» Brief
According to the forum thread on speech compression, what does the poster call the only viable speech recognition choice for Windows?

» Reading passage

— START —

DSPRelated.com
Forums

Lossy &/or low data rate speech compression question [VERY L-O--N----G preambele ;]

Started by Richard Owlett March 10, 2004
[ cross post comp.dsp , comp.speech.research , comp.speech.users ]
[ follow up set to comp.dsp ]

Background:
  I'm interested in speech recognition.
  I have *NO* formal background in speech recognition.
  I do not have speech recognition on my system (Win XP Pro )
    There seems to be only one viable choice in Windows
      Dragon Naturally Speaking -- useful version costs too much
    Free ( as in either beer or speech ) presumes Linux and a C
      compiler. I have neither. Learning curves not worthwhile.
  I lurk on speech related newsgroups.
  I'm old enough to have listened to some early attempts at TTS
    ( late 60's and early 70's )

  Some time back I came across a 'museum type' web page chronicling 
various mechanisms ( largely mechanical ) for simulating/generating 
speech. Many dating to ~1890 -> ~1910's. I've lost the URL :{


Observation:

Humans can recognize distorted speech under many negative environments.
Under distortion I include accents and poor computer generated speech.
Under "negative environments" I include background noise and multiple 
speech streams.
Human speech recognition is also *obviously* speaker independent.
Current computer speech recognition seems to be *NONE* of above.

Premise:

Current speech recognition is:
   too heavily oriented towards emulating the vocal tract exactly.
       SECONDARY evidence:
       When users describe problems on comp.speech.users ,
       the two common responses are:
          1. How quiet/ideal is your environment?
          2. What's the fidelity of your sound acquisition?
   is heavily influenced by decades old computing limitations.

The QUESTION
How do humans recognize speech?

*MY* question to group

Can someone point me to a library of DLL's for compression decompression?

I am particularly interested in maximum compression algorithms which 
yield minimally human comprehensible speech.

I am also interested in early TTS.


I wish to determine what is actually important to *HUMAN* speech 
recognition.



[My email address is valid  *but*  with heavy spam filtering ;]
"Richard Owlett" <rowlett@atlascomm.net> wrote in message
news:104v3q960dp0b38@corp.supernews.com...
> [ cross post comp.dsp , comp.speech.research , comp.speech.users ] > [ follow up set to comp.dsp ] > > Observation: > > Human speech recognition is also *obviously* speaker independent.

— END —

[Position identification records]
— START —

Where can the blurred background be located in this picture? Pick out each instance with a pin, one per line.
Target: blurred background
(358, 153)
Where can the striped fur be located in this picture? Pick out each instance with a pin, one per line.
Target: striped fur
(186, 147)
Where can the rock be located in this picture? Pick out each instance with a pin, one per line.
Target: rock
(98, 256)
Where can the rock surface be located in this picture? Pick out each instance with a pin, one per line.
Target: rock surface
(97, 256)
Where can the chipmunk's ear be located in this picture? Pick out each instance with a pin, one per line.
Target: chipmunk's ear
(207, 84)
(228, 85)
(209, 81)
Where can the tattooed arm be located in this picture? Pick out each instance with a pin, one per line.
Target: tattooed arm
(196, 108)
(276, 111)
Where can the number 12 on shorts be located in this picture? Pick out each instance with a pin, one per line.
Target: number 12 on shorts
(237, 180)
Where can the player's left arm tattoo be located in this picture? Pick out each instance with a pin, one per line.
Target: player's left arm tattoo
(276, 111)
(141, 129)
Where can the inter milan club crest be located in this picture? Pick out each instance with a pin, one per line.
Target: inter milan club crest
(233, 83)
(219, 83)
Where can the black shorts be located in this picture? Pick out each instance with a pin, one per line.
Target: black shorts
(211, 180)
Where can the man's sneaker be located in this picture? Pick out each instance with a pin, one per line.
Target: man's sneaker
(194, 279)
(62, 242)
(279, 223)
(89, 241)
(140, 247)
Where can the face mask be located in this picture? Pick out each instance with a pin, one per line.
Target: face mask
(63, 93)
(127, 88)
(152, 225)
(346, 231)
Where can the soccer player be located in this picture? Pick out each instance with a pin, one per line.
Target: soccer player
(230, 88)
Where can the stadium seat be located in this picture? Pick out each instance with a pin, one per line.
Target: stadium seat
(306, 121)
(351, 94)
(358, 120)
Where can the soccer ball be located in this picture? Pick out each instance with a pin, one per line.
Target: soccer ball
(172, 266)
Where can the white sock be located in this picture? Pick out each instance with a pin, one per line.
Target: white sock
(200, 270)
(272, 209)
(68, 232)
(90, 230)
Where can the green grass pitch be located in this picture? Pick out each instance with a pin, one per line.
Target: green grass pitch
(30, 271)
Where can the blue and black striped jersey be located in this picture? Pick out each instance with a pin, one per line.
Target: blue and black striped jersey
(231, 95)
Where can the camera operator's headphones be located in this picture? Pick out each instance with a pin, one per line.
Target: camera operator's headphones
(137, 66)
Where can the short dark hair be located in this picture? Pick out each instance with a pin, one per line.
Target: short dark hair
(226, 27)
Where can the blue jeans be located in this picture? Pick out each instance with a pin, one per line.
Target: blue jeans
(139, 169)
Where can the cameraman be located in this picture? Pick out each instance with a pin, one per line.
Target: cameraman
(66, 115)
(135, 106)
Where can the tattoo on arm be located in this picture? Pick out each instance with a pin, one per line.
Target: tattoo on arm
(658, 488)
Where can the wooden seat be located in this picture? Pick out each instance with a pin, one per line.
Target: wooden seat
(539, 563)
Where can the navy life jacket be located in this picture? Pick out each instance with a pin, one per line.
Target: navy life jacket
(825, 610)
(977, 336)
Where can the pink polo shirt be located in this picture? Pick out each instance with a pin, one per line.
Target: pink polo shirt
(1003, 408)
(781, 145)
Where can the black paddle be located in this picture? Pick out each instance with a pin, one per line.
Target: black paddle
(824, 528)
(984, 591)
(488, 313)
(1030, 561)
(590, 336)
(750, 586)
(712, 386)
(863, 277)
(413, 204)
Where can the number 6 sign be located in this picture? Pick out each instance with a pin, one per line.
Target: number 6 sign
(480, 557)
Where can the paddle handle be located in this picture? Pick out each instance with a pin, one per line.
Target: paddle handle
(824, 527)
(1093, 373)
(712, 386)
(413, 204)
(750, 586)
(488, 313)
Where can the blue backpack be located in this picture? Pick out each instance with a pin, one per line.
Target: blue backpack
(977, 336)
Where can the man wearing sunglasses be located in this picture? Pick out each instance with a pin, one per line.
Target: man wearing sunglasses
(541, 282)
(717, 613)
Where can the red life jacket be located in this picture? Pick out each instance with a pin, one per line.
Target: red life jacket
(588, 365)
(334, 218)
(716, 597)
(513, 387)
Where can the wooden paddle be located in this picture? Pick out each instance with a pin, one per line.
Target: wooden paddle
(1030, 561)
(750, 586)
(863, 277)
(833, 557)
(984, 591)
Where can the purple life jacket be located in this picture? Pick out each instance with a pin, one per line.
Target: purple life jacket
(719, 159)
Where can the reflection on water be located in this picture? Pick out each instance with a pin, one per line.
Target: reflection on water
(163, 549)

— END —

» Written answer
Dragon Naturally Speaking